**GOAL OF THE EXERCISE:**
Output every line of the records below as a JSON list of strings, one string per line, with blank lines omitted. Leave the pictures out.

**SUPPLIED ENTRIES:**

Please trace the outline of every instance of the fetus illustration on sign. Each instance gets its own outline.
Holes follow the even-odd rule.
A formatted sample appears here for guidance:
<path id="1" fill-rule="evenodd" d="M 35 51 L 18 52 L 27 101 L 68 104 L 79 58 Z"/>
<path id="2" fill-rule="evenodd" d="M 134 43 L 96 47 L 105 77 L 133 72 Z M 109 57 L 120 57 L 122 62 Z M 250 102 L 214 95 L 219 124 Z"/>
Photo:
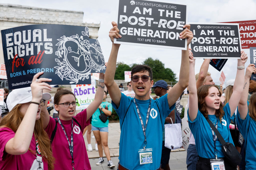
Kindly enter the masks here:
<path id="1" fill-rule="evenodd" d="M 58 66 L 54 67 L 62 80 L 65 79 L 70 84 L 78 83 L 79 80 L 88 79 L 91 74 L 90 42 L 88 28 L 82 31 L 83 36 L 77 34 L 69 37 L 63 35 L 57 40 L 58 46 L 55 61 Z M 84 40 L 84 36 L 86 37 Z"/>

**FINISHED EXERCISE:**
[
  "Please trace the outline of every instance of the fetus illustration on sign. Each instance gets its own outline.",
  "Holes follow the even-odd rule.",
  "A formatted sample appears here for guidance:",
  "<path id=\"1\" fill-rule=\"evenodd\" d=\"M 35 51 L 18 52 L 27 101 L 68 104 L 79 58 Z\"/>",
  "<path id=\"2\" fill-rule=\"evenodd\" d=\"M 134 43 L 96 47 L 105 77 L 133 72 Z M 109 57 L 120 57 L 122 62 Z M 250 102 L 214 95 L 219 124 Z\"/>",
  "Photo:",
  "Kindly enter the masks here:",
  "<path id=\"1\" fill-rule=\"evenodd\" d=\"M 58 66 L 54 67 L 62 80 L 65 79 L 70 84 L 78 83 L 79 80 L 88 79 L 91 74 L 90 42 L 88 28 L 82 31 L 83 36 L 77 34 L 69 37 L 63 35 L 57 40 L 58 46 L 55 61 Z M 84 40 L 84 36 L 86 37 Z\"/>"
]